### Records for the task

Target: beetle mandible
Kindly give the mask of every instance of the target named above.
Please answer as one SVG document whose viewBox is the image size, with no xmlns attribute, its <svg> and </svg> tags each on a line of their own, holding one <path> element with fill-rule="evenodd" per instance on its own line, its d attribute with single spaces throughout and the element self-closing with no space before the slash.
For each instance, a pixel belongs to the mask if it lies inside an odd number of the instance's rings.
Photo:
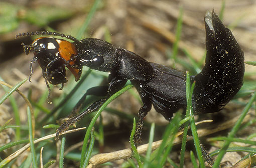
<svg viewBox="0 0 256 168">
<path fill-rule="evenodd" d="M 196 114 L 219 111 L 236 94 L 243 83 L 244 73 L 243 52 L 230 30 L 225 28 L 217 14 L 208 12 L 205 17 L 206 32 L 206 57 L 202 71 L 193 76 L 196 84 L 192 97 Z M 22 44 L 26 54 L 32 51 L 35 57 L 30 65 L 38 62 L 49 90 L 48 82 L 63 84 L 65 67 L 79 79 L 83 66 L 109 72 L 107 86 L 93 88 L 87 94 L 95 94 L 98 89 L 104 98 L 91 104 L 85 111 L 65 121 L 57 130 L 56 137 L 84 116 L 98 110 L 106 100 L 130 80 L 138 90 L 143 105 L 139 111 L 135 143 L 141 142 L 143 118 L 153 105 L 156 110 L 170 120 L 173 113 L 186 106 L 185 74 L 162 65 L 149 62 L 137 54 L 97 39 L 76 38 L 58 33 L 37 32 L 17 35 L 59 36 L 73 43 L 53 37 L 36 39 L 32 44 Z M 30 77 L 31 77 L 30 76 Z M 50 94 L 49 94 L 50 95 Z"/>
</svg>

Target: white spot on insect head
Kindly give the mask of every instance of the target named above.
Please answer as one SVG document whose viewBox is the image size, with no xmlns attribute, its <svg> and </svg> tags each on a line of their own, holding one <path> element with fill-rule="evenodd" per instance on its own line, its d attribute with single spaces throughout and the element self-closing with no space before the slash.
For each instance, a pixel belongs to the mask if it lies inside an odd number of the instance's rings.
<svg viewBox="0 0 256 168">
<path fill-rule="evenodd" d="M 48 43 L 47 44 L 48 44 L 48 46 L 47 46 L 48 49 L 55 49 L 56 48 L 56 47 L 52 43 Z"/>
<path fill-rule="evenodd" d="M 58 43 L 58 44 L 60 44 L 62 41 L 60 40 L 59 40 L 59 39 L 56 39 L 56 42 Z"/>
</svg>

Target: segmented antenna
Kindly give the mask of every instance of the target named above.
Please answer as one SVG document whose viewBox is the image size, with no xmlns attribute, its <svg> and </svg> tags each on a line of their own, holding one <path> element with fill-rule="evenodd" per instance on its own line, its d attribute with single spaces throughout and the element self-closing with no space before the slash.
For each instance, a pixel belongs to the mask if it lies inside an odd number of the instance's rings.
<svg viewBox="0 0 256 168">
<path fill-rule="evenodd" d="M 67 36 L 63 33 L 59 33 L 57 32 L 46 32 L 46 31 L 37 31 L 36 32 L 27 32 L 27 33 L 19 33 L 18 35 L 16 35 L 16 39 L 19 38 L 21 37 L 24 36 L 34 36 L 34 35 L 49 35 L 49 36 L 60 36 L 61 37 L 64 37 L 67 38 L 68 39 L 74 41 L 76 43 L 79 43 L 79 41 L 78 40 L 76 39 L 73 36 Z"/>
</svg>

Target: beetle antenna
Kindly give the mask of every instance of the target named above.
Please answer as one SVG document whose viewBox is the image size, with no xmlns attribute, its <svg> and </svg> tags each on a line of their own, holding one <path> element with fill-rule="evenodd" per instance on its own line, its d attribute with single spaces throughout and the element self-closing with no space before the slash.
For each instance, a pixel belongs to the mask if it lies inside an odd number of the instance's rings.
<svg viewBox="0 0 256 168">
<path fill-rule="evenodd" d="M 60 36 L 61 37 L 64 37 L 67 38 L 68 39 L 74 41 L 76 43 L 79 43 L 79 41 L 74 38 L 73 36 L 69 35 L 66 35 L 63 33 L 59 33 L 58 32 L 51 32 L 48 31 L 37 31 L 36 32 L 27 32 L 27 33 L 19 33 L 16 35 L 15 39 L 19 38 L 21 37 L 24 36 L 35 36 L 35 35 L 49 35 L 49 36 Z"/>
</svg>

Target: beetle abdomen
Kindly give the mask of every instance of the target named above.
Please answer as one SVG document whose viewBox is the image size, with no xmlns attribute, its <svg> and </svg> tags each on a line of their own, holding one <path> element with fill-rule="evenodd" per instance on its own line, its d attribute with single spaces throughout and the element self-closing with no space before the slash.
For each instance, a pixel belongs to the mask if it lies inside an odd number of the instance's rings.
<svg viewBox="0 0 256 168">
<path fill-rule="evenodd" d="M 239 91 L 244 74 L 243 52 L 231 31 L 214 12 L 206 14 L 205 25 L 205 66 L 194 79 L 196 113 L 219 111 Z"/>
</svg>

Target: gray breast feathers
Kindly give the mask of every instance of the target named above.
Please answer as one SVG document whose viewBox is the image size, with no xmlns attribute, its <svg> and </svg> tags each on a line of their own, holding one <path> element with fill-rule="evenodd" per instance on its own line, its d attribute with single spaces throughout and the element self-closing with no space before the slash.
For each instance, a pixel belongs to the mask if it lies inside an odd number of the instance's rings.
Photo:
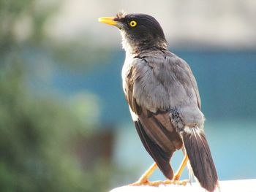
<svg viewBox="0 0 256 192">
<path fill-rule="evenodd" d="M 203 123 L 197 85 L 184 60 L 170 52 L 156 51 L 129 63 L 123 69 L 124 91 L 132 97 L 127 99 L 152 112 L 176 110 L 188 126 Z"/>
</svg>

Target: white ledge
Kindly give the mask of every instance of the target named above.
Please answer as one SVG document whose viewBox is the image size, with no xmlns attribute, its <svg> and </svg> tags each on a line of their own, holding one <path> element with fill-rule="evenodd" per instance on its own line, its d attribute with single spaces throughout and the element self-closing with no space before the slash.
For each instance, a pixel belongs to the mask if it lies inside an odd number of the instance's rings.
<svg viewBox="0 0 256 192">
<path fill-rule="evenodd" d="M 256 192 L 256 179 L 220 181 L 221 192 Z M 123 186 L 114 188 L 110 192 L 206 192 L 198 183 L 188 183 L 186 186 L 176 185 L 161 185 L 152 186 Z M 218 191 L 217 189 L 216 191 Z"/>
</svg>

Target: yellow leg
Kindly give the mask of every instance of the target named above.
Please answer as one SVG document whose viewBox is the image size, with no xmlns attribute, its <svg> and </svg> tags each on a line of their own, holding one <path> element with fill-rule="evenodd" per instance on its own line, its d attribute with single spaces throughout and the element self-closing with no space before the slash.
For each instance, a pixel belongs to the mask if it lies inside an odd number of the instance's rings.
<svg viewBox="0 0 256 192">
<path fill-rule="evenodd" d="M 187 156 L 187 155 L 186 153 L 185 156 L 181 162 L 181 166 L 179 166 L 177 172 L 175 174 L 175 175 L 173 177 L 173 181 L 179 180 L 179 178 L 181 177 L 181 173 L 182 173 L 183 170 L 184 169 L 188 160 L 189 160 L 189 157 Z"/>
<path fill-rule="evenodd" d="M 140 178 L 135 183 L 129 184 L 129 185 L 148 185 L 150 183 L 148 182 L 149 177 L 153 174 L 154 171 L 157 168 L 157 165 L 156 163 L 154 163 L 149 169 L 140 177 Z"/>
<path fill-rule="evenodd" d="M 136 185 L 151 185 L 151 186 L 159 186 L 159 185 L 167 185 L 167 184 L 176 184 L 176 185 L 186 185 L 188 183 L 187 180 L 182 180 L 180 181 L 179 178 L 181 177 L 181 173 L 183 170 L 184 169 L 187 161 L 189 160 L 189 158 L 185 154 L 185 156 L 181 162 L 181 164 L 180 167 L 178 168 L 177 172 L 175 174 L 173 179 L 172 180 L 165 180 L 165 181 L 154 181 L 154 182 L 150 182 L 148 181 L 149 177 L 152 174 L 154 171 L 157 169 L 157 165 L 156 163 L 154 163 L 153 165 L 151 165 L 151 167 L 140 177 L 140 178 L 135 183 L 129 184 L 129 185 L 136 186 Z"/>
</svg>

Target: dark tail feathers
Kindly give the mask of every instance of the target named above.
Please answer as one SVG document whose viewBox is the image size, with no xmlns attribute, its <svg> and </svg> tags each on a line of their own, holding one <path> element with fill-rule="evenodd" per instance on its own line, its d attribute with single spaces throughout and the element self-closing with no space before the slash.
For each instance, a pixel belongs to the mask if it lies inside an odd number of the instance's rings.
<svg viewBox="0 0 256 192">
<path fill-rule="evenodd" d="M 194 175 L 203 188 L 214 191 L 218 185 L 218 175 L 203 131 L 186 126 L 182 137 Z"/>
</svg>

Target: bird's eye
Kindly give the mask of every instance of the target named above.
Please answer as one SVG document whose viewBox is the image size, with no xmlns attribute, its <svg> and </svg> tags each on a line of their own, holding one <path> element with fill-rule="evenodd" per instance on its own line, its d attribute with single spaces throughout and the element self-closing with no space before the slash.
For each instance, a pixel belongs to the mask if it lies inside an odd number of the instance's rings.
<svg viewBox="0 0 256 192">
<path fill-rule="evenodd" d="M 131 27 L 135 27 L 135 26 L 137 26 L 137 22 L 135 21 L 135 20 L 132 20 L 131 22 L 129 22 L 129 26 L 130 26 Z"/>
</svg>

######

Return precisely the lines of the records, starting with the line that holds "Target: bird's eye" and ending with the last one.

Target: bird's eye
Kindly give the mask of every instance of the target named above.
Please answer as one SVG document whose viewBox is the image size, with no xmlns attribute, its <svg> and </svg> tags each on a line of their own, holding one <path> element with fill-rule="evenodd" per instance on its own line, its d attribute with single spaces throughout and the element self-closing with no space before the slash.
For each instance, a pixel belongs to the mask if it lies inside an odd number of the instance's rings.
<svg viewBox="0 0 256 192">
<path fill-rule="evenodd" d="M 131 27 L 135 27 L 135 26 L 137 26 L 137 22 L 135 21 L 135 20 L 132 20 L 131 22 L 129 22 L 129 26 L 130 26 Z"/>
</svg>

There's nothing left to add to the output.